- Australian film poster
- Directed by: Mark Hartley
- Screenplay by: Terrence Hammond Nicolette Minster
- Story by: Terrence Hammond
- Produced by: Antony I. Ginnane
- Starring: Radha Mitchell Ella Newton Vince Colosimo
- Cinematography: Garry Richards
- Edited by: Mark Hartley Roberta Horslie
- Music by: Jamie Blanks
- Production companies: F.G. Film Productions; Film Victoria; Head Gear Films; Metrol Technology; Windows Film Holdings;
- Distributed by: Kismet Movies
- Release date: 18 August 2022;
- Running time: 84 minutes
- Country: Australia
- Language: English

= Girl at the Window =

Girl at the Window is a 2022 Australian thriller film directed by Mark Hartley and produced by Antony I. Ginnane who had previously collaborated on Patrick (2013).

### Data excerpts
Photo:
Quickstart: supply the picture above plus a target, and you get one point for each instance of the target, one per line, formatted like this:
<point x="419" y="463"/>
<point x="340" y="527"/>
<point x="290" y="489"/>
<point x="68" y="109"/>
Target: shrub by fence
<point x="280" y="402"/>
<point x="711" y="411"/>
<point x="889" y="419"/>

### Task goal
Transcribe the part of the text about the film Girl at the Window that begins at the words "Girl at the Window is" and stops after "on Patrick (2013).".

### Written answer
Girl at the Window is a 2022 Australian thriller film directed by Mark Hartley and produced by Antony I. Ginnane who had previously collaborated on Patrick (2013).